Text section:
JM. It can't be. You see the word crime is not written on a criminal. We only have rights for persons, that's all.

POM. So many rights provided for the individual that a criminal is in a position to take advantage of that to an extent that a victim can't.

JM. But we've got less of those rights than you have in the USA. You have got more rights in the USA which protect an individual than we have.

POM. I'm told you have the perfect constitution.

JM. Well, I don't know what a perfect constitution is, maybe we've got a constitution that is perfect but human beings aren't.   But when it comes to defence, to the rights of an accused person, the US has got more rights for an accused person than we have.

POM. Do you find the argument that is often made, and this is my opinion but I'm looking for your opinion, that in a sense the criminal justice system works to, in a way, over-protect, if that's the right word, the perpetrator of crime, that the victims of crime don't see justice being done. They see people being arrested and being out on the street within 24 hours. They think the justice system as a whole is failing and therefore are more inclined to take matters into their own hands?

JM. I would say that we are black men. You ask a black man such a question when they have been tossed around unjustly for decades, then you come around and say to them, now look here don't you think the present constitution protects perpetrators because the perpetrators in our case were the government. Now the state was the perpetrator of crime. We are discovering people buried all over SA, killed and buried in secret graves. Now what do you tell the victims? You tell the victims that it is not the state that is the problem, not the power of the state which has gone wrong, the real problem in SA is the individual criminal. And they will say you've got the wrong proportions, you've got to get them right.  Those who have suffered as victims of state criminal conduct they will never agree.  They will say you must stress rights, defences against state power, defences against the police. I know we've got a report this week of how many people have been killed in police custody. There's a storm over that. So we are a long way from getting the balance. The challenge is this, how do you maintain a democratic society, a society in which justice is done and maintain a tough profile against crime, against a criminal crisis background? How do you maintain a correct balance? This is what we are striving for.

Goal 1:
In the interview on crime and rights, what are the answers to these questions?
(a) Which country does JM say has more rights for an accused person?
(b) Who does JM say were the perpetrators "in our case"?
(c) What did this week's report count?
Goal 2: Can you write the next part of the interview on crime and rights, starting after its last line?
The listing isn't needed here.

Stored data:
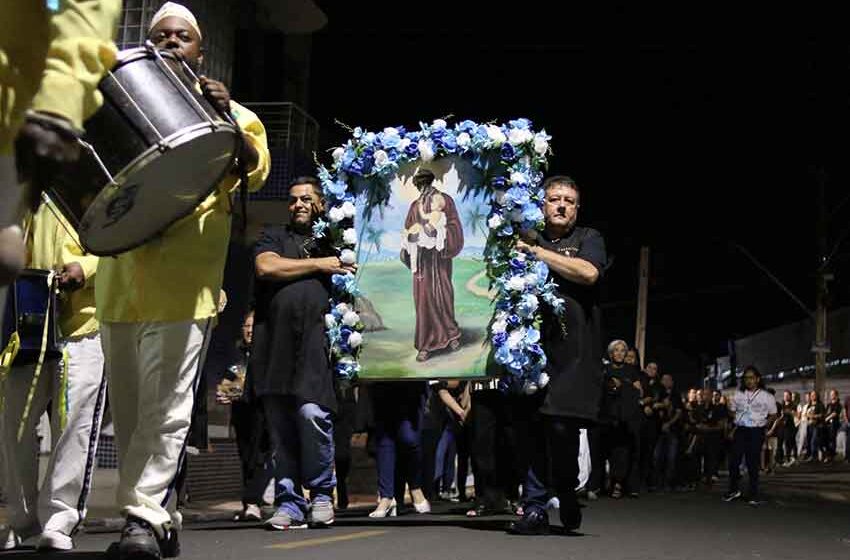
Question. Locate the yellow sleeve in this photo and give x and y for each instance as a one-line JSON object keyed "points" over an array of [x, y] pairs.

Task output 1:
(a) The USA.
(b) The government, meaning the state.
(c) How many people have been killed in police custody.

Task output 2:
POM. Do you think there is any kind of a culture of anti-police? Maybe the example I should give you is -

JM. There has always been, in this country there has always been.

POM. If you have for years been telling the people to make the country ungovernable, the police are the enemy, the police are the enemy, the police are the enemy, you can't turn around the following day and say -

JM. That the police are like British Bobbies. No that's true and it's not only that in the culture but violence itself, armed struggle, kill people in order to solve a problem. And then you've got a population which is heavily armed on all sides. There are so many weapons around in SA and in the neighbouring countries, Mozambique, Angola and so on, people pull out a gun at the drop of a hat. A lot of violence.

POM. Do you think one of the legacies of apartheid as such is that, what would I call it, is almost a contempt for human life? People were so degraded and so dispossessed that when it comes to settling even a simple argument you pull out a gun and you shoot the other person?

JM. It's a culture of violence. We call it a culture of violence that has developed. And also a kind of amorality, an amoral attitude which would explain, for instance, something like these unacceptable attacks on women and children, a breakdown of family values and morality and so on which leads to acts that are foreign to either the white culture or the traditional black culture.  African culture doesn't know this sort of thing, and therefore we think that part of the task we face, and that's part of the task that's being dealt with in the National Crime Prevention Strategy which has got several pillars and one of them is this whole issue of morality, ethics and so on. It's part of a challenge that we face as a nation to re-establish moral standards and values. Some people think that it's wishy-washy but it's not. It's crucial. A chap is hijacking a car, you hand over your key and he shoots you. What for? It's not even as if he shoots because he thinks he'll be recognised or that he's eliminating a witness. It's not even that. So there is that which we think is a legacy which affects all sides. You see the violence culture affects everybody, both supporters of apartheid and the opponents of apartheid became part of this culture and when you try to reverse it, bringing in the new constitution, new institutions, legitimacy of institutions and so on, slowly trying to build up community organisations, involving the population even in the fight against crime - our community police forums and so on. These are all an attempt to restore the human rights culture.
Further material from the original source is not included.